(Given task)
Report how many lines in the listing contain the string "black", treating uppercase and lowercase as distinct. Give only the number.

>>>

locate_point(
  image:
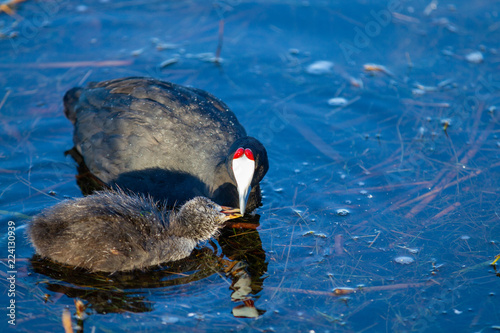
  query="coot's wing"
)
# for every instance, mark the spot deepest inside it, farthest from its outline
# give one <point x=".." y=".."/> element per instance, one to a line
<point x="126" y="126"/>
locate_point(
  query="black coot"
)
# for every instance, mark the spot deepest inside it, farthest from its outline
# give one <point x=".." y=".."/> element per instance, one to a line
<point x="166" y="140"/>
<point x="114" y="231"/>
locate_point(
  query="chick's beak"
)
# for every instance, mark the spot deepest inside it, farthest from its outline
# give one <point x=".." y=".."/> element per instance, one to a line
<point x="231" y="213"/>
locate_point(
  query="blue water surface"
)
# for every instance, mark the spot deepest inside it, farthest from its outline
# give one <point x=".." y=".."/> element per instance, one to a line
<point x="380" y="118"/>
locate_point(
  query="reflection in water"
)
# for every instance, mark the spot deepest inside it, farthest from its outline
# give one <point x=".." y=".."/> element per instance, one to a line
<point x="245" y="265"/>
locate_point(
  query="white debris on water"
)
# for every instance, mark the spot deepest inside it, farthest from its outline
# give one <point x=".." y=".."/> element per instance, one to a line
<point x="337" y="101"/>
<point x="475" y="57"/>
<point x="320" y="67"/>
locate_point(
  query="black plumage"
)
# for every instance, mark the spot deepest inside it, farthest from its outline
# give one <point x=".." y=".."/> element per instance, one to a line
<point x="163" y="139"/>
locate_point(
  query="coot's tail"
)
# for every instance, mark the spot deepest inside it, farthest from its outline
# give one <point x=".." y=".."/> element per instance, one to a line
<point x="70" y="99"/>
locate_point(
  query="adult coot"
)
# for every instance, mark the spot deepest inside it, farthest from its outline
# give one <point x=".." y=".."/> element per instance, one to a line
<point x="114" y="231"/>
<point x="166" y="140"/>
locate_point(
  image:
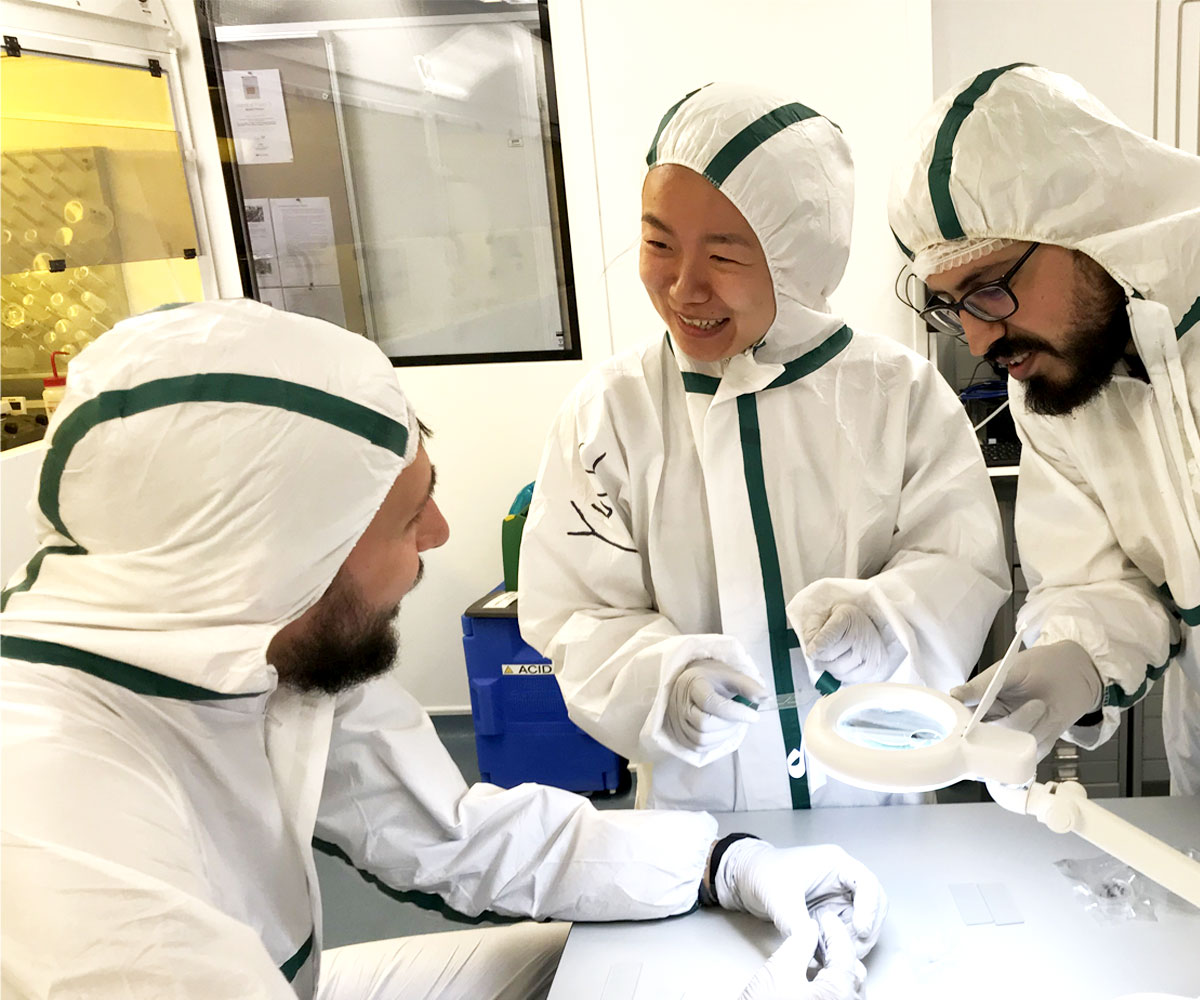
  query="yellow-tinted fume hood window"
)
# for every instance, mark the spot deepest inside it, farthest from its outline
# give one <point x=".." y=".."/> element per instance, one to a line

<<<

(Exercise answer)
2